**THE PROBLEM**. Using the records below, copy out exactly the line that contains "Please annotate the blue" and every line that follows it, up to and including the last, and no others.

--- START OF INPUT ---

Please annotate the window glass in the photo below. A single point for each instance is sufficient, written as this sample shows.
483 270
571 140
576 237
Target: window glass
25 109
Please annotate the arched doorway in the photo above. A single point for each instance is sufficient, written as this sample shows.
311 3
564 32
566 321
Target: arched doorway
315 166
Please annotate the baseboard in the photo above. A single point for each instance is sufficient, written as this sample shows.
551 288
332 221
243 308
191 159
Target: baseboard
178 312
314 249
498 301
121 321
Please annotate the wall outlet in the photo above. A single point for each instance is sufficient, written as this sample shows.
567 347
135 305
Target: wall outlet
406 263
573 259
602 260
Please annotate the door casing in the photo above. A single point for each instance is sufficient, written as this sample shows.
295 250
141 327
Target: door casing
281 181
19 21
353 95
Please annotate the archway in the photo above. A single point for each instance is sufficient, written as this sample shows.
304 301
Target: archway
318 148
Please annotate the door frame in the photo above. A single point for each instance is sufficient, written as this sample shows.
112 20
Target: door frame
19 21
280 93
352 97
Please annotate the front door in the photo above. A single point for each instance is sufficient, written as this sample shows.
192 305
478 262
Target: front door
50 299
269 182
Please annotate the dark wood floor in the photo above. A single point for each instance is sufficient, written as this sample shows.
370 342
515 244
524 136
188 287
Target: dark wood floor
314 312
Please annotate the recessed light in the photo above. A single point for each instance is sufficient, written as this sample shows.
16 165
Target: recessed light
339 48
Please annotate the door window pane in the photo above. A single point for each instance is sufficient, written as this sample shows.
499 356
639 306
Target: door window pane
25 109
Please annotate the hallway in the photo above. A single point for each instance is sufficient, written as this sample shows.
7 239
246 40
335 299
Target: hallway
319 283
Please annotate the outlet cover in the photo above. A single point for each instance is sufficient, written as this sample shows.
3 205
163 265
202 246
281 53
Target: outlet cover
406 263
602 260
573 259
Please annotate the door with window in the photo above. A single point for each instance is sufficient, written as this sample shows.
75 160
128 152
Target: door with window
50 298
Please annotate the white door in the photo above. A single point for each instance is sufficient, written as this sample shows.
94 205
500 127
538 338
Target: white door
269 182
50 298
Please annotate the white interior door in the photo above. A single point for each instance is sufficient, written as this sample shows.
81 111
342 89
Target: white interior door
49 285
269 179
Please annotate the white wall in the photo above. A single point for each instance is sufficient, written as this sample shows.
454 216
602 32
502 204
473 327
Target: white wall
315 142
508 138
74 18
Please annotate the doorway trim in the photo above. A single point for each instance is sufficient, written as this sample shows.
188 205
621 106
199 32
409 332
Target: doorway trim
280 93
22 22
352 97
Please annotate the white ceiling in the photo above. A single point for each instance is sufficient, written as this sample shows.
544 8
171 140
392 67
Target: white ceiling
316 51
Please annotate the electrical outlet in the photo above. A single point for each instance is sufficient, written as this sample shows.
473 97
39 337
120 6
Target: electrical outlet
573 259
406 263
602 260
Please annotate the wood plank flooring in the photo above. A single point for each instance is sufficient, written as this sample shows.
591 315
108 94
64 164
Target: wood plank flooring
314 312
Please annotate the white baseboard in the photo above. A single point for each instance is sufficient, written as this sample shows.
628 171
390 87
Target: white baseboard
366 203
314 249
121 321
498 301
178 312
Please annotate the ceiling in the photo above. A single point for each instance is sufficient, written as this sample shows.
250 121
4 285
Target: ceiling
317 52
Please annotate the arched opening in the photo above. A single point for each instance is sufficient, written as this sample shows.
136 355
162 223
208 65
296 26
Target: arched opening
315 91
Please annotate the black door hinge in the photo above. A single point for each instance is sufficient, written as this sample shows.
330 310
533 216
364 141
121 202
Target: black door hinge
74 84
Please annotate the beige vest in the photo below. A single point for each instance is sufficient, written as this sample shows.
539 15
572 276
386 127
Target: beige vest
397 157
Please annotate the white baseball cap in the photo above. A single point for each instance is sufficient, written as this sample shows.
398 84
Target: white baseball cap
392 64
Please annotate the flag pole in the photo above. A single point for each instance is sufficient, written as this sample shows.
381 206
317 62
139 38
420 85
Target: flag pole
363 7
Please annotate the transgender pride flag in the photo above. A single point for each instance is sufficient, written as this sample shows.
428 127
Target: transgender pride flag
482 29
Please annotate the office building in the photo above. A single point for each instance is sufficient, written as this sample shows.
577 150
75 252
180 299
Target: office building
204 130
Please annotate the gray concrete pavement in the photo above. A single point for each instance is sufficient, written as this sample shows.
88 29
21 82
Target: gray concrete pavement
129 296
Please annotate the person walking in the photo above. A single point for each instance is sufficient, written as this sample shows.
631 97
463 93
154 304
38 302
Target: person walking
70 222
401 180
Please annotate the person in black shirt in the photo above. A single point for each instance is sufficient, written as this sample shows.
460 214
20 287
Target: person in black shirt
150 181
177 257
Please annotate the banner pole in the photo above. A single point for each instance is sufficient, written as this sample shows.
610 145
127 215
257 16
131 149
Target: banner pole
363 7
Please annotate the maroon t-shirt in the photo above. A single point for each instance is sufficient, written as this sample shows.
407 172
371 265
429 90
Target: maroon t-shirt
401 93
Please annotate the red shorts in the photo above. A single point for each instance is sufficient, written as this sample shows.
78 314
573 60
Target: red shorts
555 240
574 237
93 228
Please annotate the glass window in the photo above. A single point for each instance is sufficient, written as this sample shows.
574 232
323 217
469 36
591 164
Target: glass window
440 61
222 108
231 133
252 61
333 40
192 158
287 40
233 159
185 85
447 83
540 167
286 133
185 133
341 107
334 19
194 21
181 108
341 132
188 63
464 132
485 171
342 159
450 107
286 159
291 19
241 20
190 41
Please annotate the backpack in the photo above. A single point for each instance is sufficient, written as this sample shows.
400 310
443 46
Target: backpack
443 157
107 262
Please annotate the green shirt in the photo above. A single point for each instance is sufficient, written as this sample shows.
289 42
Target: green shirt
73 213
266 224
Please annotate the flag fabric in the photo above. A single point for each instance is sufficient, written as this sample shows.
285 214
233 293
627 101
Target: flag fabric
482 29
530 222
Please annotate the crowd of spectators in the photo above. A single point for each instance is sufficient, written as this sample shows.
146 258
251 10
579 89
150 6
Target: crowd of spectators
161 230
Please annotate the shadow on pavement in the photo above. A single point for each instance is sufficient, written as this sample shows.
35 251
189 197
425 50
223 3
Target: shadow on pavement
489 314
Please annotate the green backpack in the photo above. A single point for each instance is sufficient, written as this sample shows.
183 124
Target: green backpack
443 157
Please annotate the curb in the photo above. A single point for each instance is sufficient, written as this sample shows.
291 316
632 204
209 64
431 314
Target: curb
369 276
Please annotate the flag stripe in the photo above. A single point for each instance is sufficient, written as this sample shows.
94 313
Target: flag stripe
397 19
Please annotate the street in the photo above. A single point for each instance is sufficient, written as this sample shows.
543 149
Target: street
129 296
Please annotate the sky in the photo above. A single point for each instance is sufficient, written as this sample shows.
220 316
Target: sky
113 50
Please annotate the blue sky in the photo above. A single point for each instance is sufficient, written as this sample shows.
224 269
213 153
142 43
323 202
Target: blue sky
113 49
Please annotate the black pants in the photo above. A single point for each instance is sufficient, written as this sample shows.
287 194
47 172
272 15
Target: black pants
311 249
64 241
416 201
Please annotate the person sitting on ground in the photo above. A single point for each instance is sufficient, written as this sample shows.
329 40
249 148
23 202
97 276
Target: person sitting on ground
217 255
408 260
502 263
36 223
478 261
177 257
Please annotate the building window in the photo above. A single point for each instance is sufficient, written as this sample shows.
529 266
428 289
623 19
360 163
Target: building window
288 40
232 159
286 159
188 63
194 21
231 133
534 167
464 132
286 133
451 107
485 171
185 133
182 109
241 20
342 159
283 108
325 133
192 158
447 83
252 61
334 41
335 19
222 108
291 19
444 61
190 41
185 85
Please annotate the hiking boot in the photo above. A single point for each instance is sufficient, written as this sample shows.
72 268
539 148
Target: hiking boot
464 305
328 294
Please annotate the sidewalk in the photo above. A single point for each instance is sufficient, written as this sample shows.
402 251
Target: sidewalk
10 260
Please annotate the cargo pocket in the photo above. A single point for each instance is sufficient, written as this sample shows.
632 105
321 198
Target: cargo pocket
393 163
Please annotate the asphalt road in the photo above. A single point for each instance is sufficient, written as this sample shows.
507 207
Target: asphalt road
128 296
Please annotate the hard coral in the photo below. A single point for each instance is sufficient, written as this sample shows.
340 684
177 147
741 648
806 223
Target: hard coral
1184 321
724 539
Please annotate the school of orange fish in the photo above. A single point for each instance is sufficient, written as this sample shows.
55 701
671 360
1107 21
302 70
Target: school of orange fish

--- END OF INPUT ---

**RESPONSE TO THIS EXERCISE**.
Please annotate the blue sky in the photo above. A single point for each instance is sufficient, written as this sample shows.
224 269
213 153
142 43
323 202
Target: blue sky
113 49
Please annotate the black pants in the photo above. A single point for each instance is sufficient, written as this sample shows.
287 194
47 172
272 15
Target: black pants
311 249
64 241
416 201
Please annotate the person sitting on ground in the photo above. A single point for each instance is sufficient, written as this sample shows.
329 40
249 148
23 202
97 276
Target: person sitting on ground
217 255
408 260
502 263
36 223
478 261
177 257
Please annotate the building window in the photo above. A single point for each instance is sufficient, written as this sample shows.
529 266
428 289
623 19
360 163
Target: building window
288 40
232 159
286 159
188 63
194 21
231 133
534 167
464 132
286 133
451 107
485 171
185 133
182 109
241 20
342 159
283 108
325 133
192 158
447 83
252 61
334 41
335 19
222 108
291 19
444 61
190 41
185 85
Please annotate the hiking boot in the photo above. A single point for each instance is sufficient, written as this sample shows.
72 268
539 148
Target: hiking boot
464 305
328 294
Please annotate the sidewalk in the photo above. A single point for each instance is sufficient, written as this sample shows.
402 251
Target: sidewalk
10 260
Please annotate the cargo pocket in the photo above. A single point for each instance is sufficient, written as this sample shows.
632 105
321 198
Target: cargo pocket
393 163
Please annotate the asphalt road in the photo above. A single point for each instance is sufficient, written as this sample shows.
507 207
Target: asphalt road
128 296
Please annotate the hard coral in the photo below. A single point for each instance is sufficient, written as this sample shows.
340 684
177 147
741 648
806 223
Target: hard coral
1184 321
724 539
Please annotate the school of orange fish in the photo above. A single point for each instance is sufficient, written as this sample shows.
55 701
671 360
1107 21
302 70
Target: school of orange fish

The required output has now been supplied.